Task to complete.
Please copy, word for word, the part of the William Kermode text below that opens with the words "William A. Kermode MC" and closes with "Ashford Hospital, Kent.".

Text excerpt.
++++++++++

- Born: 1895 Hobart, Tasmania, Australia
- Died: 1959 (aged 63–64) Ashford, Kent, England

= William Kermode =

Australian artist (1895–1959)

William A. Kermode MC (1895–1959) was an Australian artist. He illustrated Henry Williamson's The Patriot's Progress, published in 1930, with linocuts.

William Kermode was born in Hobart, Tasmania in 1895. During the First World War he served on the Western Front with the British Army, being awarded the Military Cross. Post-war he maintained a studio in Pimlico, London. He died in 1959, aged 64.

==Biography==
William A. Kermode was born in Hobart, Tasmania, where his family were among the early landowners. He probably came to England in 1911. He fought in the British Army, during the First World War 1914–18 and was awarded the Military Cross for Gallantry. In the Second World War he served as Observer Corps Liaison Officer at Fighter Command Headquarters, Uxbridge.

He died aged 64 in Ashford Hospital, Kent.

++++++++++

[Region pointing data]
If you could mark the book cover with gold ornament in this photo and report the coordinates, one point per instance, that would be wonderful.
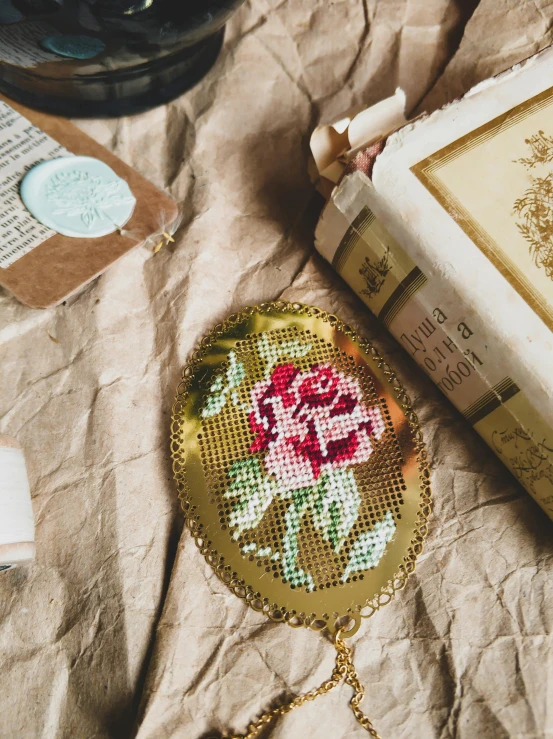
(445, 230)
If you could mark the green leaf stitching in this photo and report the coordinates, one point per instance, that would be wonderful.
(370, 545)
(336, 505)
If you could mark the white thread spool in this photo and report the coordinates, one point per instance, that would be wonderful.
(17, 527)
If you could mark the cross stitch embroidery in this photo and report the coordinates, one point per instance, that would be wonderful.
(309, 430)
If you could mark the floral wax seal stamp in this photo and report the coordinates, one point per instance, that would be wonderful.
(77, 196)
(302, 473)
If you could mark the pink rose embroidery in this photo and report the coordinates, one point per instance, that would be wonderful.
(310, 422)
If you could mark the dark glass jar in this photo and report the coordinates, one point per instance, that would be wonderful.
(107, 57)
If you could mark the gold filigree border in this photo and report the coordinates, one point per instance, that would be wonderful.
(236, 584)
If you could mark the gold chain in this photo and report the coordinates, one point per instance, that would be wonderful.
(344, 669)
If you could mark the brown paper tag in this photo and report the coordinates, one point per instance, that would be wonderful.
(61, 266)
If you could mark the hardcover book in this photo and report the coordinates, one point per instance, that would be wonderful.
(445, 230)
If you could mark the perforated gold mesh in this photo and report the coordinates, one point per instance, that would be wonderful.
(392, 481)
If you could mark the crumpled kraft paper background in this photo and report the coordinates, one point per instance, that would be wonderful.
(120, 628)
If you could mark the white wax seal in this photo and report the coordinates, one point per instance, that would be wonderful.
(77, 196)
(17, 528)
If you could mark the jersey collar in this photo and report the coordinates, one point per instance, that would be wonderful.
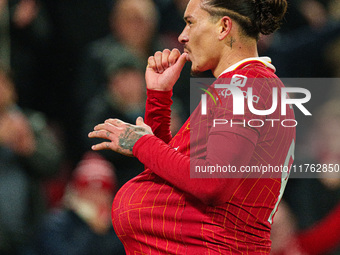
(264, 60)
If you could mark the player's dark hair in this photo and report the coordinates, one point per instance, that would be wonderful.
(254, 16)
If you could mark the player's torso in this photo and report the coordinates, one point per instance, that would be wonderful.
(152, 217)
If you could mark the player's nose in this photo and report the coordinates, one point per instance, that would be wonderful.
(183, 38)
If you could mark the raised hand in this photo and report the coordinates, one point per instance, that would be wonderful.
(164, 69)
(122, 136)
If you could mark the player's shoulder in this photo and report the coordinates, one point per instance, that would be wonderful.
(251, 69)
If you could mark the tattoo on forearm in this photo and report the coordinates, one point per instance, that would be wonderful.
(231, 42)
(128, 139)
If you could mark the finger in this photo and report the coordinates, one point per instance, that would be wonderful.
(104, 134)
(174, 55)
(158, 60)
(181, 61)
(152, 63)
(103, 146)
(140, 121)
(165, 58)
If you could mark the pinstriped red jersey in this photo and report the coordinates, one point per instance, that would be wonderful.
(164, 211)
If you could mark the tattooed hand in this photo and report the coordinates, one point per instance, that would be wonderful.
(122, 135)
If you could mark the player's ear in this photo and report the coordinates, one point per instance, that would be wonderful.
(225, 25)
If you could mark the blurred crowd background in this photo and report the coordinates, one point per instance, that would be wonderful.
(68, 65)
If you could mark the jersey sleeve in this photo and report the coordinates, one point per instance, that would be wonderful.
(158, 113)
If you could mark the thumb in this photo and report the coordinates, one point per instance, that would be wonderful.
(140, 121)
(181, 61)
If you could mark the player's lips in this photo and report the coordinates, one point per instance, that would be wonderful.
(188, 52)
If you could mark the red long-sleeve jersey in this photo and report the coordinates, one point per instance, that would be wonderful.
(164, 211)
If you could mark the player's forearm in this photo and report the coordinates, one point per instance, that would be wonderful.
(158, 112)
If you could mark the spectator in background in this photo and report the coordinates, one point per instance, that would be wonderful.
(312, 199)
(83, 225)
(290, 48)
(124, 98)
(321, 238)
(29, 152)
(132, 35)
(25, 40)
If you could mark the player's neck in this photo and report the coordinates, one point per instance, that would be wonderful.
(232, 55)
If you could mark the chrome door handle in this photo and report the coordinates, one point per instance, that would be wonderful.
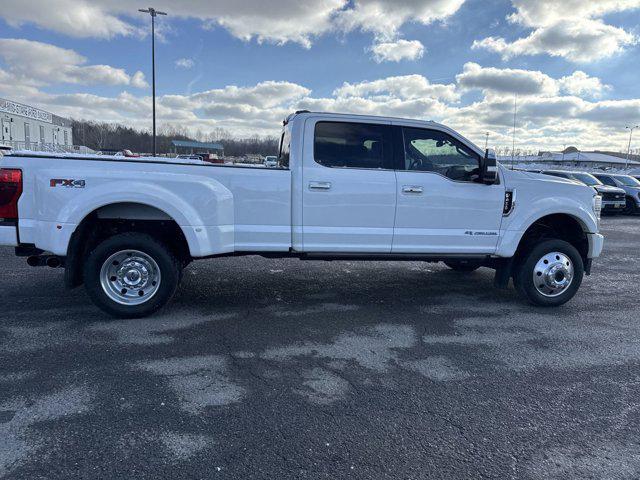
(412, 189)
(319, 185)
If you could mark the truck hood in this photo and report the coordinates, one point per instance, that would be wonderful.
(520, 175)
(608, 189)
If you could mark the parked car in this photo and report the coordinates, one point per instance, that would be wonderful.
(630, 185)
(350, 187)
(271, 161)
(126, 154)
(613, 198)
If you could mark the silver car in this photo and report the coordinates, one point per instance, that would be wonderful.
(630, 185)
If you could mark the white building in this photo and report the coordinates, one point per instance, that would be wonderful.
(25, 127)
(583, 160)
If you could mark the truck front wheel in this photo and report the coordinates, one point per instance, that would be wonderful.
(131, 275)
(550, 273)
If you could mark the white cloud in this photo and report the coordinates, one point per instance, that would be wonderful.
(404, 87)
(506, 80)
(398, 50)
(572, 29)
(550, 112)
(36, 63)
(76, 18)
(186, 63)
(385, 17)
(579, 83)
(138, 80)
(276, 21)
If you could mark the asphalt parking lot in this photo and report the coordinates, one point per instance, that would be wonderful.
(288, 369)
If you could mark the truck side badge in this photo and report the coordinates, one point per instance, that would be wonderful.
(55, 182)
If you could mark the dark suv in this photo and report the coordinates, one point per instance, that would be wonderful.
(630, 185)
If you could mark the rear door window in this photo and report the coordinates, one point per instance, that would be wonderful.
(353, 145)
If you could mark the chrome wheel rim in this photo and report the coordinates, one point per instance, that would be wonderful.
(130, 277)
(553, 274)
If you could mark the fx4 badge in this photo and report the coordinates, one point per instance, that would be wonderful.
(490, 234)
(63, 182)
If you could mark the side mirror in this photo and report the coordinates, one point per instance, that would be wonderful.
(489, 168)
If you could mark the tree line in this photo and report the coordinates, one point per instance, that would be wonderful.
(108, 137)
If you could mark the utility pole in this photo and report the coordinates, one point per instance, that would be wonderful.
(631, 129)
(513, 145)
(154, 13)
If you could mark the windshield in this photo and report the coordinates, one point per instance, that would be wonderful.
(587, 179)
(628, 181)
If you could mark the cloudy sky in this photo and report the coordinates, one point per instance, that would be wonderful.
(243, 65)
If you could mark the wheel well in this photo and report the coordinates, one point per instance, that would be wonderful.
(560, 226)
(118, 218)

++++++++++

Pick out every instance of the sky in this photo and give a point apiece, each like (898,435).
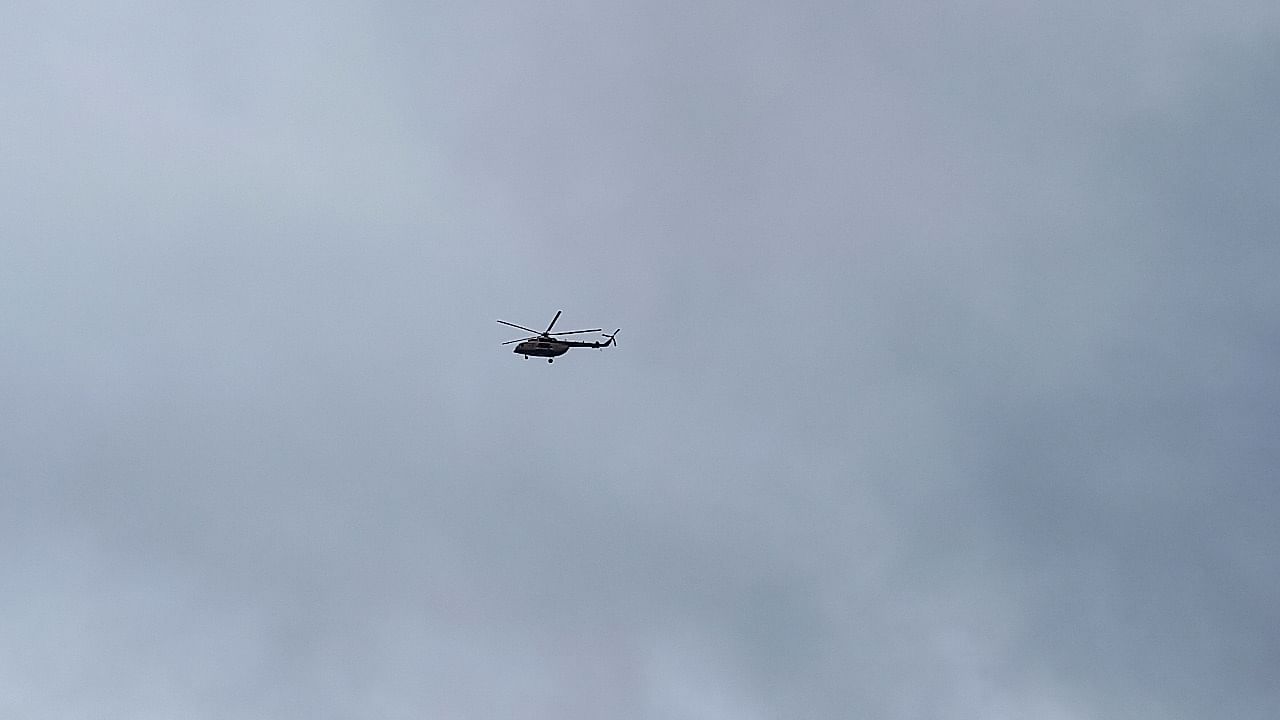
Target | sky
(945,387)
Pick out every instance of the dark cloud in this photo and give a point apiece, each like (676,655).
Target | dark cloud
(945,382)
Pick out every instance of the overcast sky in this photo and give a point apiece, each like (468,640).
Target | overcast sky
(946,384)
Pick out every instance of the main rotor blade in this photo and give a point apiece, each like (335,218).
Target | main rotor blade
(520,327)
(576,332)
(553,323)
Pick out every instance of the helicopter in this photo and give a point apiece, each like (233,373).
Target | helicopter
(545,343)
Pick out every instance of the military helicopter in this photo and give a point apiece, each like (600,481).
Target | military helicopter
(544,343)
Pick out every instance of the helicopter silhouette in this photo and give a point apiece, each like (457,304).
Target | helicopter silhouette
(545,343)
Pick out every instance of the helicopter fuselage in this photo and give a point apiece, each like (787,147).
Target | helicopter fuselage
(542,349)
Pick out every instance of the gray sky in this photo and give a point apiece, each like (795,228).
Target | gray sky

++++++++++

Response.
William A. Kermode MC (1895–1959) was an Australian artist. He illustrated Henry Williamson's The Patriot's Progress, published in 1930, with linocuts.

William Kermode was born in Hobart, Tasmania in 1895. During the First World War he served on the Western Front with the British Army, being awarded the Military Cross. Post-war he maintained a studio in Pimlico, London. He died in 1959, aged 64.

==Biography==
William A. Kermode was born in Hobart, Tasmania, where his family were among the early landowners. He probably came to England in 1911. He fought in the British Army, during the First World War 1914–18 and was awarded the Military Cross for Gallantry. In the Second World War he served as Observer Corps Liaison Officer at Fighter Command Headquarters, Uxbridge.

He died aged 64 in Ashford Hospital, Kent.